EXERCISE TASKS —
1/ List every term that the extract on p-adic fractional differentiation marks for bold type.
2/ Pull out every line of the listing below that contains the string "tent".

EXTRACT —
____
The deeper analysis of p-adic fractional differentiation $D^{\gamma}$
is given in the Kochubei' paper [Ka] , where using Madrecki's theorem
he established the existence of a {\bf Kachubei-Gauss measure} $\mu$ over
infinite-dimensional field extensions $\Omega_{p}$ of $\LQ_{p}$ , which is a 
{\bf harmonic measure} for $D^{\gamma}$ and solved p-adic integral equations
of a profile of wing of a plane.(cf.[Ka,Prop.6]).

In the sequel, it will be very convenient to use the {\bf language of
Hamilton's quaternions} $H$ (cf.e.g. [Si,])- probably the most important example of a
local and non-commutative field. 
From the point of view of the  theory of vector spaces over $\LR$, the field
of quaternions $H$ is only the 4-dimensional euclidean-space
$(\LR^{4},\mid\mid\mid .\mid\mid_{4})$.
____
DATA LISTING —
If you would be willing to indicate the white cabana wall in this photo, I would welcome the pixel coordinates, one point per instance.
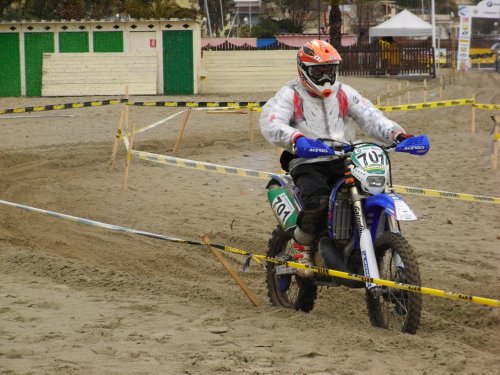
(405, 24)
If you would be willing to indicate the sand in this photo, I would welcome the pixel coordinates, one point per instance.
(76, 299)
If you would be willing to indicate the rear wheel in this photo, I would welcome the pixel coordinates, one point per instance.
(395, 309)
(285, 288)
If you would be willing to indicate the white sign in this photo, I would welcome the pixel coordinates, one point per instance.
(485, 9)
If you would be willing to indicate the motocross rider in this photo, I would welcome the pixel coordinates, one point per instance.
(315, 106)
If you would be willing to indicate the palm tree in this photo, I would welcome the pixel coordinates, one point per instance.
(158, 9)
(335, 21)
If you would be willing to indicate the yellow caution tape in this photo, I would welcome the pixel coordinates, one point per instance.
(487, 106)
(445, 194)
(439, 104)
(199, 104)
(185, 163)
(323, 271)
(53, 107)
(164, 159)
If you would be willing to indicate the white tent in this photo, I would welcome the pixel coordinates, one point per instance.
(405, 23)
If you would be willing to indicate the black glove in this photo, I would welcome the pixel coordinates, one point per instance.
(402, 137)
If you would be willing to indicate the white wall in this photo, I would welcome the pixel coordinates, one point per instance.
(78, 74)
(246, 71)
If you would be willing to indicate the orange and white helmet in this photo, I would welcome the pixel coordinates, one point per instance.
(318, 66)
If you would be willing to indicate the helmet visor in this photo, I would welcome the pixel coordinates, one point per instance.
(322, 73)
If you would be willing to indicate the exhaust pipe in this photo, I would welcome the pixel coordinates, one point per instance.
(333, 260)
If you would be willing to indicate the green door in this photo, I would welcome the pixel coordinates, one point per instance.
(108, 41)
(178, 62)
(35, 45)
(73, 42)
(10, 65)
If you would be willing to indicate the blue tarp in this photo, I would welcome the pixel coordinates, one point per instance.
(265, 42)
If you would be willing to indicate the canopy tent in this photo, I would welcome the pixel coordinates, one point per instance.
(405, 23)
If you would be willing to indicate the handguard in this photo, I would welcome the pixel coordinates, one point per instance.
(311, 148)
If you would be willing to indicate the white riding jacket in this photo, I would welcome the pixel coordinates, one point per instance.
(294, 110)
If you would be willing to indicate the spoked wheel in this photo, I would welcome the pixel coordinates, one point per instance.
(285, 288)
(395, 309)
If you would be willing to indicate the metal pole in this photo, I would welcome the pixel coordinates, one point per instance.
(319, 23)
(433, 21)
(208, 20)
(221, 17)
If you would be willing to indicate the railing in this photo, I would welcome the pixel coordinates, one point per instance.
(374, 60)
(389, 60)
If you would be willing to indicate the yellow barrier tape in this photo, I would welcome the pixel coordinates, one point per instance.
(53, 107)
(199, 104)
(382, 282)
(487, 106)
(439, 104)
(323, 271)
(185, 163)
(445, 194)
(164, 159)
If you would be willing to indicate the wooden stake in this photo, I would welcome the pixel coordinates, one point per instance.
(425, 91)
(117, 140)
(250, 127)
(441, 84)
(119, 131)
(408, 92)
(496, 141)
(473, 115)
(129, 153)
(181, 132)
(227, 112)
(251, 295)
(399, 96)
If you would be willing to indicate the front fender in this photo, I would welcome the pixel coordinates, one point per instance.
(392, 204)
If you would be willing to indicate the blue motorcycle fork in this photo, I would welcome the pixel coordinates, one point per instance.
(369, 260)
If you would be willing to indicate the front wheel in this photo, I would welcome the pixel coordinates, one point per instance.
(285, 288)
(394, 308)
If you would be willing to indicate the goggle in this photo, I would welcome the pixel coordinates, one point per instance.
(323, 72)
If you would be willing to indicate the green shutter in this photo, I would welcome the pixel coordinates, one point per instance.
(73, 42)
(108, 41)
(10, 65)
(178, 62)
(35, 45)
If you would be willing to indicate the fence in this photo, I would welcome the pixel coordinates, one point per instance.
(389, 60)
(361, 60)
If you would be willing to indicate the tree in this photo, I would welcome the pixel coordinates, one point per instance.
(266, 28)
(335, 22)
(367, 12)
(299, 12)
(158, 9)
(217, 20)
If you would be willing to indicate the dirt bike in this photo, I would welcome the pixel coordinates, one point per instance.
(362, 235)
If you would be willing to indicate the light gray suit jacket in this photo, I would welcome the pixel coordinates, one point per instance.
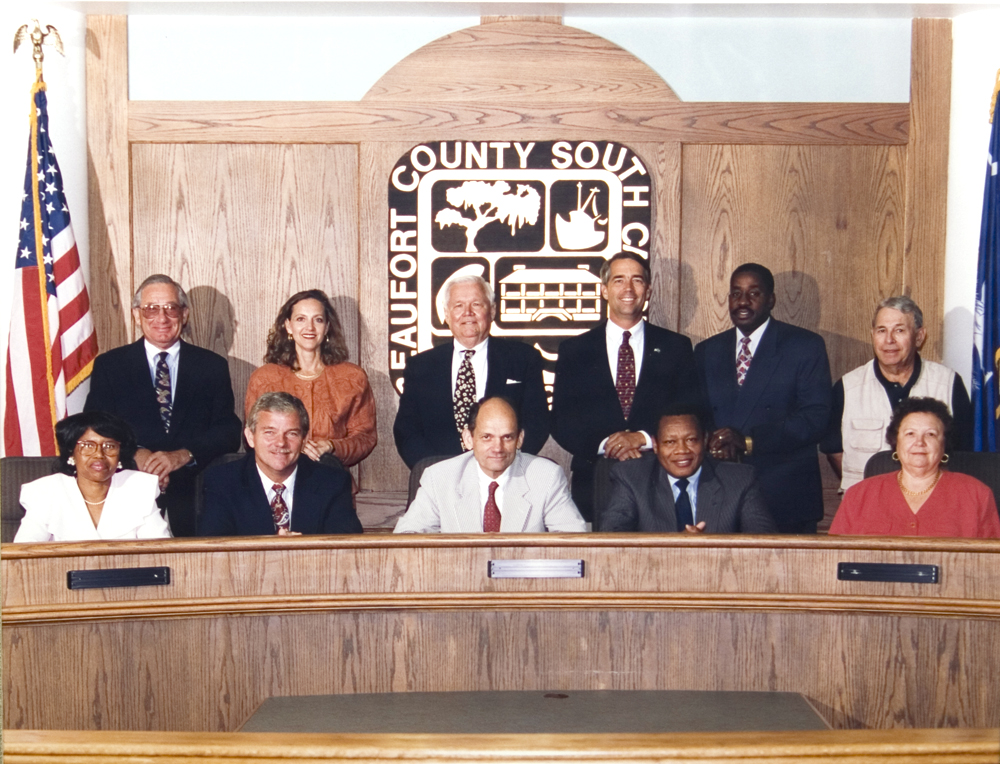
(536, 499)
(729, 499)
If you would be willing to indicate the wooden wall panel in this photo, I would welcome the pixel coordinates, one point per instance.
(927, 174)
(827, 221)
(244, 620)
(108, 178)
(242, 227)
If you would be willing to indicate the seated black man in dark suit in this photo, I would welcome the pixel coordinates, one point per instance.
(768, 385)
(177, 397)
(441, 384)
(271, 491)
(612, 382)
(679, 488)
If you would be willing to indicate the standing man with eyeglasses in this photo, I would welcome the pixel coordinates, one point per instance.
(177, 397)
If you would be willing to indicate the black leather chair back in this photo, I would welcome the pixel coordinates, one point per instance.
(15, 471)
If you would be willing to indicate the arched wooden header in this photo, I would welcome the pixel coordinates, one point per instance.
(247, 202)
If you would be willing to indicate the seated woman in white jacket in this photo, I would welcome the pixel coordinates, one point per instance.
(97, 494)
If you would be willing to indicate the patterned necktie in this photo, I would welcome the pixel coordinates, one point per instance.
(625, 379)
(465, 391)
(163, 397)
(743, 361)
(683, 506)
(278, 508)
(491, 516)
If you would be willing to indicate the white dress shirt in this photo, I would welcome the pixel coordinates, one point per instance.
(692, 492)
(484, 490)
(754, 339)
(479, 367)
(287, 494)
(637, 341)
(173, 357)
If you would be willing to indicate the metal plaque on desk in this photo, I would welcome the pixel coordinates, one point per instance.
(535, 569)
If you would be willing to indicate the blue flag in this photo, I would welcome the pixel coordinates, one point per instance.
(986, 341)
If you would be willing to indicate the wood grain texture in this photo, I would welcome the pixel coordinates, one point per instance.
(827, 221)
(243, 228)
(252, 620)
(970, 746)
(383, 470)
(927, 174)
(418, 121)
(519, 60)
(111, 282)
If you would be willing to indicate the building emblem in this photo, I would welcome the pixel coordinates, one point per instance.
(536, 220)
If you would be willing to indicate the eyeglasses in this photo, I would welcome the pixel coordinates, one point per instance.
(170, 310)
(108, 447)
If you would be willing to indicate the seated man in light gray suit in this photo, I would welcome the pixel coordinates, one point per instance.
(494, 488)
(680, 488)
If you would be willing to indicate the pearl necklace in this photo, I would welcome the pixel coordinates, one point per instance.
(914, 494)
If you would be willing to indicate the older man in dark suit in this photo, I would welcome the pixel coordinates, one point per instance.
(680, 489)
(768, 385)
(271, 491)
(612, 382)
(441, 384)
(177, 397)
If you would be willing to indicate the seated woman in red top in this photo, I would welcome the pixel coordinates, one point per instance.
(922, 499)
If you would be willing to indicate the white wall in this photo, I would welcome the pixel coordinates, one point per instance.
(974, 67)
(65, 78)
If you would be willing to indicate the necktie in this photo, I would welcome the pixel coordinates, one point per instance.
(465, 391)
(163, 397)
(743, 361)
(683, 506)
(491, 516)
(625, 379)
(279, 509)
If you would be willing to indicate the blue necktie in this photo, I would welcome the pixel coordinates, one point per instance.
(683, 506)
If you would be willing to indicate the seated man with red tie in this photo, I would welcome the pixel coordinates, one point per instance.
(271, 491)
(494, 487)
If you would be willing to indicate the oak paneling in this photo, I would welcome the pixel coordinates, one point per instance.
(927, 174)
(979, 746)
(827, 221)
(244, 227)
(519, 61)
(108, 178)
(826, 124)
(257, 618)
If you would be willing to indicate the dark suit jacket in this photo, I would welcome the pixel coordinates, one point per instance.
(425, 422)
(203, 419)
(585, 407)
(236, 504)
(784, 405)
(729, 499)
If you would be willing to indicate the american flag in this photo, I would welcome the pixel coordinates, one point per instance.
(52, 342)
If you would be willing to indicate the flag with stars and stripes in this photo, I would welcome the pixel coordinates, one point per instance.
(52, 342)
(986, 340)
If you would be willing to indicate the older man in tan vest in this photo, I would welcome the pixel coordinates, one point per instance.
(864, 399)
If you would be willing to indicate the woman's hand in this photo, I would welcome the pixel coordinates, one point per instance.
(314, 449)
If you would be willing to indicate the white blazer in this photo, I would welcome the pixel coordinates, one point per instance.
(536, 499)
(55, 510)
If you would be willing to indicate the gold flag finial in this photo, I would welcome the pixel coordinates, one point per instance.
(993, 101)
(38, 39)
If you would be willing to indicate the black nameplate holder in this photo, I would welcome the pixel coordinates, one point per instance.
(889, 572)
(117, 577)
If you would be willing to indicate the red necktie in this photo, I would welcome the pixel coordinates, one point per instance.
(278, 508)
(491, 516)
(743, 362)
(625, 379)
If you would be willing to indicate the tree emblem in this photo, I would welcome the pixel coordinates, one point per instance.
(491, 202)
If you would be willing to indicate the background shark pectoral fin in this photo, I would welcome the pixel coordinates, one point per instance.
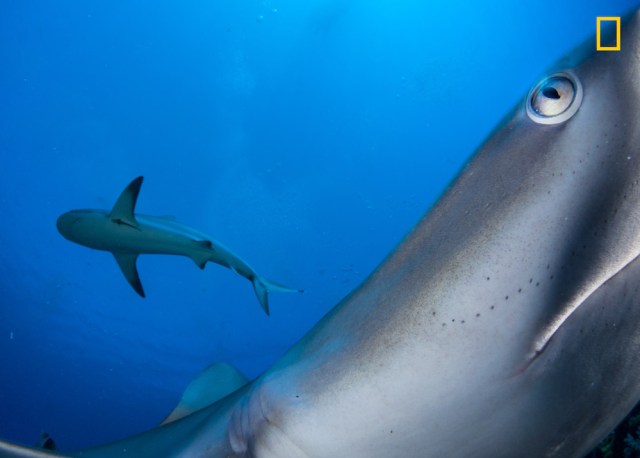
(262, 287)
(212, 384)
(123, 210)
(127, 263)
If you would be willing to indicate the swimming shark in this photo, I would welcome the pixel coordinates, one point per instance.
(127, 235)
(507, 322)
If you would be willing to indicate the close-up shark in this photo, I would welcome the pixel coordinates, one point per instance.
(506, 323)
(127, 235)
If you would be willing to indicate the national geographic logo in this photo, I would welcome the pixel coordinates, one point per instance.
(608, 47)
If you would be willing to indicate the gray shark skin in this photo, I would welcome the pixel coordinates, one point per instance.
(506, 324)
(128, 235)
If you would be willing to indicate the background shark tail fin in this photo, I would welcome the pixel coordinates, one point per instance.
(263, 286)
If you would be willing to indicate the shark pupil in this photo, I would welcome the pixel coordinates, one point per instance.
(551, 92)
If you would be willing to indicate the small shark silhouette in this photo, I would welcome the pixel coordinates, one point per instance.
(128, 235)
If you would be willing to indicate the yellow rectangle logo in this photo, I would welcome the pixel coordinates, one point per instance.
(599, 21)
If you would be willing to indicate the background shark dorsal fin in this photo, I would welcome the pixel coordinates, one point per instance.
(212, 384)
(127, 263)
(123, 210)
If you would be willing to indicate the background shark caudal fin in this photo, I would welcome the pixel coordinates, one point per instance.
(212, 384)
(263, 286)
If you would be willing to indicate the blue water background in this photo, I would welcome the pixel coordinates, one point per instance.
(308, 136)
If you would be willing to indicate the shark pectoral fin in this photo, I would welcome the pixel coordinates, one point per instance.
(212, 384)
(263, 286)
(123, 210)
(127, 263)
(202, 257)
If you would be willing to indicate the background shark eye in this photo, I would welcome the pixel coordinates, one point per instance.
(555, 99)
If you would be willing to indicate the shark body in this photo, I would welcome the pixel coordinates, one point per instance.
(127, 235)
(506, 324)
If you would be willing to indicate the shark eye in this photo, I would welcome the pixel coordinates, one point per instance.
(555, 99)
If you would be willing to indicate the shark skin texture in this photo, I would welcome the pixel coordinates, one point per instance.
(127, 235)
(507, 323)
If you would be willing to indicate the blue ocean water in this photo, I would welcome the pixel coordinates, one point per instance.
(307, 136)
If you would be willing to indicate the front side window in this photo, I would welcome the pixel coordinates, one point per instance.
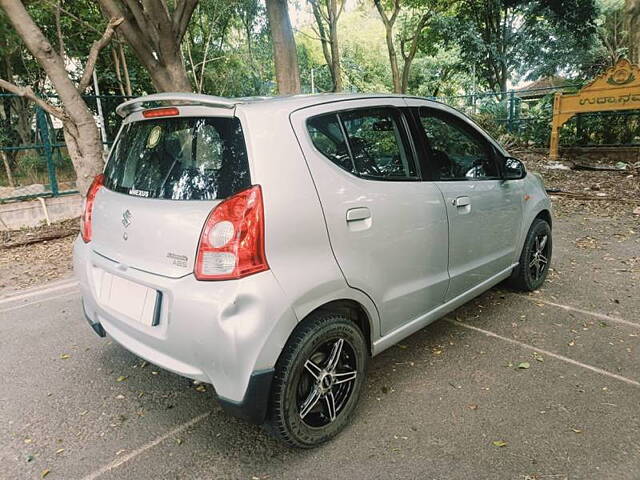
(179, 158)
(457, 153)
(375, 146)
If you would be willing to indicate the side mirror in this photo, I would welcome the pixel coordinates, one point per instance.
(514, 169)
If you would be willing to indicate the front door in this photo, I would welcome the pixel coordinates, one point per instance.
(388, 230)
(484, 211)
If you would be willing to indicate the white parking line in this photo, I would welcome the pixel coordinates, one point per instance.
(546, 352)
(42, 300)
(601, 316)
(125, 458)
(40, 291)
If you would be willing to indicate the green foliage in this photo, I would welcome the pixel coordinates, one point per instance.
(504, 39)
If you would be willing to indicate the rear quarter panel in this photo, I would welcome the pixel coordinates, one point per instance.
(296, 238)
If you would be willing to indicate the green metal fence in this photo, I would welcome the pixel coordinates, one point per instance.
(524, 117)
(34, 162)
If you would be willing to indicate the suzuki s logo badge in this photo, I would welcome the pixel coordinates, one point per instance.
(127, 218)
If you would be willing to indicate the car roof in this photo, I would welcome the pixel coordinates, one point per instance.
(287, 102)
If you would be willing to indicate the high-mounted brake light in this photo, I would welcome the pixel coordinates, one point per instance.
(86, 228)
(161, 112)
(232, 241)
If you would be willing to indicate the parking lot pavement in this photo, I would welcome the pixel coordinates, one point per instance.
(453, 401)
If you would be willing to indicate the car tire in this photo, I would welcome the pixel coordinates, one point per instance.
(535, 258)
(318, 380)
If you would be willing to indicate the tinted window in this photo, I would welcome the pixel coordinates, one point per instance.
(326, 135)
(457, 153)
(181, 158)
(376, 142)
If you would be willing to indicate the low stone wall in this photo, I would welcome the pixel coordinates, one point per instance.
(31, 213)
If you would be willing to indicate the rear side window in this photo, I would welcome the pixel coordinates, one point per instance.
(181, 158)
(326, 135)
(375, 147)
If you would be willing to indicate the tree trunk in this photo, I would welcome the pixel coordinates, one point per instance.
(388, 28)
(284, 48)
(632, 25)
(406, 69)
(7, 169)
(393, 60)
(81, 131)
(155, 32)
(335, 48)
(324, 39)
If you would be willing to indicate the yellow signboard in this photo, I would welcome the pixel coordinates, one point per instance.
(616, 89)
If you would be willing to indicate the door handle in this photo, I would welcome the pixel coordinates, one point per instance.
(461, 202)
(360, 213)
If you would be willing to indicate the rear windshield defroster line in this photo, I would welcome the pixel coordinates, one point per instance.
(181, 158)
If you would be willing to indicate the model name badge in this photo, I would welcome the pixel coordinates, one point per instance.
(138, 193)
(178, 260)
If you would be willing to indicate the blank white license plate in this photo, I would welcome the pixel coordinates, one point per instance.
(127, 298)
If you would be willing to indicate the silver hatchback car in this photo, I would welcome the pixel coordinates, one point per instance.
(270, 247)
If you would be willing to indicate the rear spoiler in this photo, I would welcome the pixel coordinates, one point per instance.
(137, 104)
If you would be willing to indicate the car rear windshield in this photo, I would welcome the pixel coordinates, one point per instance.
(181, 158)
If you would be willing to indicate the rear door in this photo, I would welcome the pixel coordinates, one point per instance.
(484, 211)
(162, 179)
(388, 230)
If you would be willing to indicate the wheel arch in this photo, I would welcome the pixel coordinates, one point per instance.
(545, 215)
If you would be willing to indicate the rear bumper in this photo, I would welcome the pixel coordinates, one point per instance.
(227, 333)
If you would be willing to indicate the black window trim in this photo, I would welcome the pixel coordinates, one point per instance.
(491, 150)
(405, 134)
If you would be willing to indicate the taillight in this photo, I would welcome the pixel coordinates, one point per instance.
(232, 240)
(87, 215)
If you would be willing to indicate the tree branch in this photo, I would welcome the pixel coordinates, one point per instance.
____
EXERCISE RESPONSES —
1/
Kachubei-Gauss measure
harmonic measure
language of Hamilton's quaternions

2/
If you would be willing to indicate the white tent in this photo, I would welcome the pixel coordinates, one point per instance.
If you would be willing to indicate the canopy tent in this photo, I would welcome the pixel coordinates, one point per instance.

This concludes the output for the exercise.